— start of Data to use —

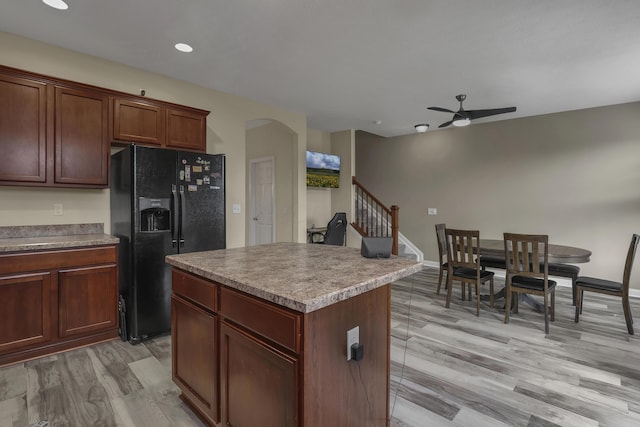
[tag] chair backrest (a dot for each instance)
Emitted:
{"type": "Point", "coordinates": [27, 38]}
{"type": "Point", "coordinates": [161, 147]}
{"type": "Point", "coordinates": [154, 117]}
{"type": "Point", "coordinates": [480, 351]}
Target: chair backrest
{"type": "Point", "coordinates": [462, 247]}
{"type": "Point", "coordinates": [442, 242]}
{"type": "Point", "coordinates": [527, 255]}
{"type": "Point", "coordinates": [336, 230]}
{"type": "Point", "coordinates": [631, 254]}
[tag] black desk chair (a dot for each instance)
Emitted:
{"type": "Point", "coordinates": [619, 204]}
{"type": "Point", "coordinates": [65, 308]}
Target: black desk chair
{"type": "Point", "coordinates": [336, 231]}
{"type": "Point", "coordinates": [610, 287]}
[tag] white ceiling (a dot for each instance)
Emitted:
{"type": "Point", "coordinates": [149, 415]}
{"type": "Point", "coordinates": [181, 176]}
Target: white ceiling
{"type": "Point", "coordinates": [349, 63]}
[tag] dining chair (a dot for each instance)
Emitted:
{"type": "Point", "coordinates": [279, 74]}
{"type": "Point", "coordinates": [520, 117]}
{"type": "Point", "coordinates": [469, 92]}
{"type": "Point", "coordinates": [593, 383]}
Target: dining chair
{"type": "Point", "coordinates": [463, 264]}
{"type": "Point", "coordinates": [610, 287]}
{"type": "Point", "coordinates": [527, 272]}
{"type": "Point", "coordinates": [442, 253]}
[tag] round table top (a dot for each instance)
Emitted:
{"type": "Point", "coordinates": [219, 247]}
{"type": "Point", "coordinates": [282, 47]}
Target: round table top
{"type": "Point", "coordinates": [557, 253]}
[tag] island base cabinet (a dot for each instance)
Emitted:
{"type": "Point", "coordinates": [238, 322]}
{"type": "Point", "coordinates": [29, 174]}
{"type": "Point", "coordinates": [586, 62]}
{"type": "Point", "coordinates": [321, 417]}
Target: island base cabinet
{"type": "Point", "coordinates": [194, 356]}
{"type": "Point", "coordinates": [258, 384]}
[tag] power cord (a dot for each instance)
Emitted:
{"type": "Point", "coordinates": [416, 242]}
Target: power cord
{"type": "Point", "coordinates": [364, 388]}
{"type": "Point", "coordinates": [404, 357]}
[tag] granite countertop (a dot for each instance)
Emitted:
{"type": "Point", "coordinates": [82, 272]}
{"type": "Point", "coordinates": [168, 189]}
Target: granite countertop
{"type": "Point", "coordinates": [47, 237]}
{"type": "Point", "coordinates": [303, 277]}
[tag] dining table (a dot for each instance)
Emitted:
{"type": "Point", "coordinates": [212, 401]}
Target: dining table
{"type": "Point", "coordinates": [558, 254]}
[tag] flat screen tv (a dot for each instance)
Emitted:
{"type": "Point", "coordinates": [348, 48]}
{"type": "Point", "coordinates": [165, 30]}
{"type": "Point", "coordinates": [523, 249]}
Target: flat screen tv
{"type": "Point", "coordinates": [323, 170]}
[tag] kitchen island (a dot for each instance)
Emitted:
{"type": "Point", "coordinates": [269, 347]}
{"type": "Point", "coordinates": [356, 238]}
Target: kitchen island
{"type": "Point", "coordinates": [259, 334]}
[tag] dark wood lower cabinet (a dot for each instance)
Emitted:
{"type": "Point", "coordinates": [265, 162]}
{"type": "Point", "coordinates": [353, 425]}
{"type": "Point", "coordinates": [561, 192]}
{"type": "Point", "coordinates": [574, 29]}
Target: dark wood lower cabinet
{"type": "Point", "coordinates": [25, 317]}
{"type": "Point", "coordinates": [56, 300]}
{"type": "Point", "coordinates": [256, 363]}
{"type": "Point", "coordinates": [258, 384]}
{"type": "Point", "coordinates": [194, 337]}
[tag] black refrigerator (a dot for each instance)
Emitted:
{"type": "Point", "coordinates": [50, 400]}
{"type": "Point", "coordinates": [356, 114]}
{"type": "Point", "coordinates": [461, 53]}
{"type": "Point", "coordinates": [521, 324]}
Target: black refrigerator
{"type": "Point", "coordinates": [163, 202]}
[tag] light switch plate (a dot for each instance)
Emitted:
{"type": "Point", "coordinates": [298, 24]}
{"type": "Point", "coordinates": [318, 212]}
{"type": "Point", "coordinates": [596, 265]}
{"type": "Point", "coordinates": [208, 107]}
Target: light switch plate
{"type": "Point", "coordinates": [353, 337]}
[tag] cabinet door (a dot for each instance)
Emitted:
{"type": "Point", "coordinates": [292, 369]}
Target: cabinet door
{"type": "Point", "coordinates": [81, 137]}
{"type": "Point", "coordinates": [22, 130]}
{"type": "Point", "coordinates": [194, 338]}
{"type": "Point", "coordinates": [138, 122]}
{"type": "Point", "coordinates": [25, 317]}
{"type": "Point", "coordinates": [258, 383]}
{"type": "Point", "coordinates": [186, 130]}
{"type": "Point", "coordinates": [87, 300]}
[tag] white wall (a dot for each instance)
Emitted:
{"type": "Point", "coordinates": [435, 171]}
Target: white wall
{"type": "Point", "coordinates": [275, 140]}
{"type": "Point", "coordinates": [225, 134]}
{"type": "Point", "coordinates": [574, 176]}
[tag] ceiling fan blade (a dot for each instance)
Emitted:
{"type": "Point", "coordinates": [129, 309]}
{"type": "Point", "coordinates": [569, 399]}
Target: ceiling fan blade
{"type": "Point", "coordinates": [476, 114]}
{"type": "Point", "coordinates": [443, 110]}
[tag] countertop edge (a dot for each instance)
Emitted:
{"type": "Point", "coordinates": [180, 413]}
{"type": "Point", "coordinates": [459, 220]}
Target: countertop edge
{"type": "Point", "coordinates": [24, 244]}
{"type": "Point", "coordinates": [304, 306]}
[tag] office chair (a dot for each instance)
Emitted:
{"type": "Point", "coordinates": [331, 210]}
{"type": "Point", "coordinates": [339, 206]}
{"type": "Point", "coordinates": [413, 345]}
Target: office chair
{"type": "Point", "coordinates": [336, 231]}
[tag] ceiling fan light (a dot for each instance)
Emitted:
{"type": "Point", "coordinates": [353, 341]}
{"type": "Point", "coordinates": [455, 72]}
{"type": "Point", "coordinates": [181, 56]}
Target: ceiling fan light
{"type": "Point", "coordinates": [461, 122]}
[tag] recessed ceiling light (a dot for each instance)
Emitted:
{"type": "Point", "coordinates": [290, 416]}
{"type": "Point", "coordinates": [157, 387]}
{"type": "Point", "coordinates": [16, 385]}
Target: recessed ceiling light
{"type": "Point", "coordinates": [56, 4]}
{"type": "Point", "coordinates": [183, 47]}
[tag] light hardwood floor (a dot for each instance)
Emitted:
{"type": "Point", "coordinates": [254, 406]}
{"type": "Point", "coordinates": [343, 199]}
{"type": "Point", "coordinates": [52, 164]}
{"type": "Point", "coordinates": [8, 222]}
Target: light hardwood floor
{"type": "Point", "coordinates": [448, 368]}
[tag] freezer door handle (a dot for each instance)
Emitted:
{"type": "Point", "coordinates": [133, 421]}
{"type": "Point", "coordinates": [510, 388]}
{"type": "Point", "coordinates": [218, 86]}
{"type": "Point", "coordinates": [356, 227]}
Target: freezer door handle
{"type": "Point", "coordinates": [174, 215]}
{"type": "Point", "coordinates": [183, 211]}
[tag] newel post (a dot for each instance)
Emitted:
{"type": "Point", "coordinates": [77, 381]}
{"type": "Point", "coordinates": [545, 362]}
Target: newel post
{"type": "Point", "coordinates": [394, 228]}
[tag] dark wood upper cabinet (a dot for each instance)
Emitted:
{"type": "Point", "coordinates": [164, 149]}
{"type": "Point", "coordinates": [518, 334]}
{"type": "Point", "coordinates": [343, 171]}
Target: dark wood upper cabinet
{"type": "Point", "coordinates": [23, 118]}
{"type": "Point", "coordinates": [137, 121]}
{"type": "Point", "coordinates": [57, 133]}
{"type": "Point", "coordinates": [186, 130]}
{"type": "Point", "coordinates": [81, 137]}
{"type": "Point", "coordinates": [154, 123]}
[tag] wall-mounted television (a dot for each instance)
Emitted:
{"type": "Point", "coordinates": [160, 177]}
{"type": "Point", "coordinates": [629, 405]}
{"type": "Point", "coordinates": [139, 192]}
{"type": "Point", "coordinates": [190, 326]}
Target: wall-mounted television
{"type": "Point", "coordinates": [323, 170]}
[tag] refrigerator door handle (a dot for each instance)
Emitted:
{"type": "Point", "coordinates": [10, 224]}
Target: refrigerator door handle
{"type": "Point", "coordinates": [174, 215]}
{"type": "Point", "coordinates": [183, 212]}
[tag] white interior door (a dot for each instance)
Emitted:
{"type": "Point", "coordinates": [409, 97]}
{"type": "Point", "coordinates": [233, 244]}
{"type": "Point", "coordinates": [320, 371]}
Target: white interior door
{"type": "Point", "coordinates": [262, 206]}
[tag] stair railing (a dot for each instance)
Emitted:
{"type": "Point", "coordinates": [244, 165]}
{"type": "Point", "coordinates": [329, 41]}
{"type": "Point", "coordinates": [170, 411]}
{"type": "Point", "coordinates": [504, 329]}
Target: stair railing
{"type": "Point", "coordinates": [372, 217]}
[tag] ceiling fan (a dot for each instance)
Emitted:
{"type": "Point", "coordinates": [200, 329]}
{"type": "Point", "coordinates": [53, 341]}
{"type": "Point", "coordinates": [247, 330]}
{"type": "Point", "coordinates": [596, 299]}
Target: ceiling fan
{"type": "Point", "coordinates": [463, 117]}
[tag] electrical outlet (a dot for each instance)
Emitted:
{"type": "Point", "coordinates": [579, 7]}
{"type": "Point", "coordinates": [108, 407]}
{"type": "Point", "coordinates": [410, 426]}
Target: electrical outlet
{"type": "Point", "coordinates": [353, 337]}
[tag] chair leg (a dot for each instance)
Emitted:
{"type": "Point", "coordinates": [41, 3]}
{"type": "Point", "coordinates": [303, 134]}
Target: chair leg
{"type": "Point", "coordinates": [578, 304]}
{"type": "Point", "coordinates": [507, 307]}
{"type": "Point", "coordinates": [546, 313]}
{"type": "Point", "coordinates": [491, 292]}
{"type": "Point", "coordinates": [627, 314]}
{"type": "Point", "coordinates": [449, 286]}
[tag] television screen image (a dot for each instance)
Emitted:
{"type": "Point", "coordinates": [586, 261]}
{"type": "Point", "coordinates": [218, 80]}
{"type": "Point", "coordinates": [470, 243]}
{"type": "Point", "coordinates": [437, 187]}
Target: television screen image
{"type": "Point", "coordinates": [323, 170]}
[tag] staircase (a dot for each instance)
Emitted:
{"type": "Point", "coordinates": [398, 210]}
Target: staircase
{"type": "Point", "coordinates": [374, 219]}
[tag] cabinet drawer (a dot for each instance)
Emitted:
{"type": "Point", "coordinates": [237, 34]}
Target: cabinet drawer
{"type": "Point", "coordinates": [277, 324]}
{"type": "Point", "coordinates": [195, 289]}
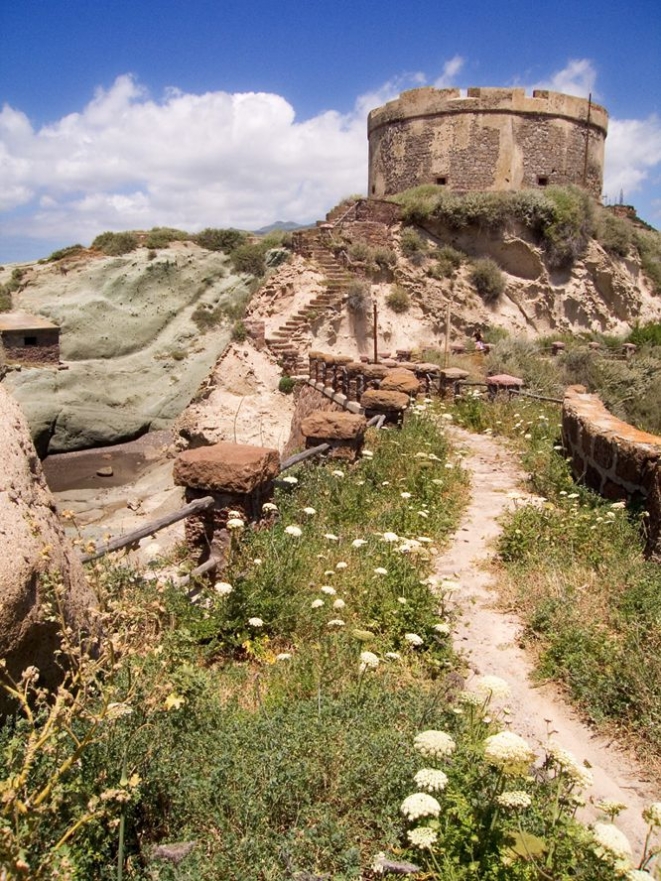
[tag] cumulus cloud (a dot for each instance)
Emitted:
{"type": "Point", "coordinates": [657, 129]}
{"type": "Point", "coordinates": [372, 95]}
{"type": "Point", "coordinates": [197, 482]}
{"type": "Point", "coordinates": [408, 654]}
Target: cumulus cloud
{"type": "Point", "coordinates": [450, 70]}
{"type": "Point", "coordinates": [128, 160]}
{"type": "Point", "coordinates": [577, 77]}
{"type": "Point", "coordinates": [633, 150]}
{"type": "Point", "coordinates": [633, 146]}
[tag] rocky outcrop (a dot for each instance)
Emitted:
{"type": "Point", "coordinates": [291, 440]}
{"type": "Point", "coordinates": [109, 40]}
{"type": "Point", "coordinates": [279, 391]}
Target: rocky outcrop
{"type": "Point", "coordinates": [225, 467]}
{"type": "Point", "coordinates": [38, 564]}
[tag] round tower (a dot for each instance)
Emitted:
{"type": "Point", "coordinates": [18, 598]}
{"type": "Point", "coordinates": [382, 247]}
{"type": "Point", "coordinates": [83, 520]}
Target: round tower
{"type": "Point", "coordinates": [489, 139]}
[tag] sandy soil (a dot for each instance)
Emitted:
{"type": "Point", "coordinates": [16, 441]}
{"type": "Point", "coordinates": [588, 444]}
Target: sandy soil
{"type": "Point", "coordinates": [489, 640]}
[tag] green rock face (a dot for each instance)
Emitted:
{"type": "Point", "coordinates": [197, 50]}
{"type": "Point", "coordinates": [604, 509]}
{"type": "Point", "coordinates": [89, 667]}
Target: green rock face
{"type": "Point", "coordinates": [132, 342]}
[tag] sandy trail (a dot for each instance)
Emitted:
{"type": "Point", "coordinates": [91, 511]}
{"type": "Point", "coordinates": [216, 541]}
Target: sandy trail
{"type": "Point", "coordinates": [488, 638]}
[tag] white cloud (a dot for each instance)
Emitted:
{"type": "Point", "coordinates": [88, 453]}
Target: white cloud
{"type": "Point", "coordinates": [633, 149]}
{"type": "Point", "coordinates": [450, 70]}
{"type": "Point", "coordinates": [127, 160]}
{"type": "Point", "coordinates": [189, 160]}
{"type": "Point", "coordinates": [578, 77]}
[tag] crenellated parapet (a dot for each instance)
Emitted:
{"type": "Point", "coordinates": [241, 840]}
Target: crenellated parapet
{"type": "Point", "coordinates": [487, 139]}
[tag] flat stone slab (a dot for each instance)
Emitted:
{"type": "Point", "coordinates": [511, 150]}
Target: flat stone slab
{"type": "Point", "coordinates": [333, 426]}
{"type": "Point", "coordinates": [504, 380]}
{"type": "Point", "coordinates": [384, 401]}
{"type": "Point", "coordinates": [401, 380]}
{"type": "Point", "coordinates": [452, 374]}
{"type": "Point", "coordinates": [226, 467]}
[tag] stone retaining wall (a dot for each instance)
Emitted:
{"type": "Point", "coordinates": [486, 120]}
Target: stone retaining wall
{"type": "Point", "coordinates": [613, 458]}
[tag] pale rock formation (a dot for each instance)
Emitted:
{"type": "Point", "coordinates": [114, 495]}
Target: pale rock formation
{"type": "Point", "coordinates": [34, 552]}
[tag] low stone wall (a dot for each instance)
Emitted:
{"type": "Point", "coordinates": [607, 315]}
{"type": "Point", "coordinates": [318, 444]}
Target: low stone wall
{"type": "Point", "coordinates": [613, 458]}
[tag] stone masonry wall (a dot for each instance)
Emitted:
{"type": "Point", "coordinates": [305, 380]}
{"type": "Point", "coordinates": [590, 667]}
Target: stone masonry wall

— end of Data to use —

What the task asks — Transcribe exactly the line containing "[tag] stone retaining" and all remaining lines of the material, ending with the last one.

Output of the task —
[tag] stone retaining wall (a dot for each instance)
Emitted:
{"type": "Point", "coordinates": [486, 120]}
Target: stone retaining wall
{"type": "Point", "coordinates": [613, 458]}
[tag] pale rock formation (a dot for each instance)
Emitted:
{"type": "Point", "coordinates": [114, 495]}
Target: pale rock formation
{"type": "Point", "coordinates": [34, 552]}
[tag] low stone wall (a dot for each instance)
Emitted:
{"type": "Point", "coordinates": [607, 315]}
{"type": "Point", "coordinates": [318, 444]}
Target: low stone wall
{"type": "Point", "coordinates": [613, 458]}
[tag] stone masonry wall (a dot for each instance)
Emitted:
{"type": "Point", "coordinates": [305, 380]}
{"type": "Point", "coordinates": [590, 667]}
Target: stone masonry wall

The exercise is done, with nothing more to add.